(Records for segmentation labeling)

-- start --

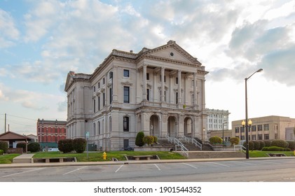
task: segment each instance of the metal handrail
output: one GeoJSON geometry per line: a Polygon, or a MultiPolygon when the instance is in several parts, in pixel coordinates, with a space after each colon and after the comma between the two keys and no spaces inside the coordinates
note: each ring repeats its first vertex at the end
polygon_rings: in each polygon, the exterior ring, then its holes
{"type": "Polygon", "coordinates": [[[233,146],[233,150],[236,151],[237,150],[245,151],[245,150],[246,150],[246,148],[245,148],[245,146],[242,146],[242,145],[235,145],[235,146],[233,146]]]}
{"type": "Polygon", "coordinates": [[[184,146],[179,140],[174,137],[170,137],[169,135],[166,135],[166,138],[168,139],[168,141],[175,144],[175,151],[177,150],[177,146],[180,146],[181,152],[184,153],[186,155],[186,157],[188,158],[188,150],[184,146]]]}
{"type": "Polygon", "coordinates": [[[184,139],[185,141],[188,141],[188,143],[191,142],[191,144],[195,144],[195,146],[199,147],[200,149],[202,150],[202,144],[196,141],[194,138],[189,138],[186,136],[183,136],[182,139],[184,139]]]}

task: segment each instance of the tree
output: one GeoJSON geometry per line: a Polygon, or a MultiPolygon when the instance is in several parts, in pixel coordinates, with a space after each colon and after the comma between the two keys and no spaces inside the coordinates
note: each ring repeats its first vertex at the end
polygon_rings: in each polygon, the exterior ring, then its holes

-- end --

## Instructions to follow
Rewrite every line of the records above as a numbered list, skipping blank lines and omitting the pictures.

## Answer to this task
1. task: segment each instance of the metal handrail
2. output: one GeoJSON geometry per line: a Polygon, or a MultiPolygon when the instance is in several parts, in pixel coordinates, with a space after each colon and after the comma between the two keys and no spaces inside the coordinates
3. note: each ring repeats its first vertex at the end
4. polygon_rings: in each polygon, the exterior ring, then its holes
5. {"type": "Polygon", "coordinates": [[[233,146],[233,150],[236,151],[237,150],[245,151],[245,150],[246,150],[246,148],[245,148],[245,146],[242,146],[242,145],[235,145],[235,146],[233,146]]]}
6. {"type": "Polygon", "coordinates": [[[184,146],[179,140],[174,137],[170,137],[169,135],[166,135],[166,138],[168,139],[168,141],[175,144],[175,151],[177,150],[177,146],[180,146],[181,152],[184,153],[186,155],[186,157],[188,158],[188,150],[184,146]]]}
7. {"type": "Polygon", "coordinates": [[[184,139],[185,141],[188,141],[188,143],[191,142],[191,144],[195,144],[195,146],[199,147],[200,149],[202,150],[202,144],[196,141],[194,138],[189,138],[186,136],[183,136],[182,139],[184,139]]]}
8. task: segment each instance of the tree
9. output: one GeoJSON geometry per line: a Polygon, or a MultiPolygon when the instance is in several parts, in pixel coordinates, with a space after each colon and after the comma between the two keys and no spaces inside the coordinates
10. note: each ring repeats its first vertex at the end
11. polygon_rings: in each polygon, the exterior ring, then its holes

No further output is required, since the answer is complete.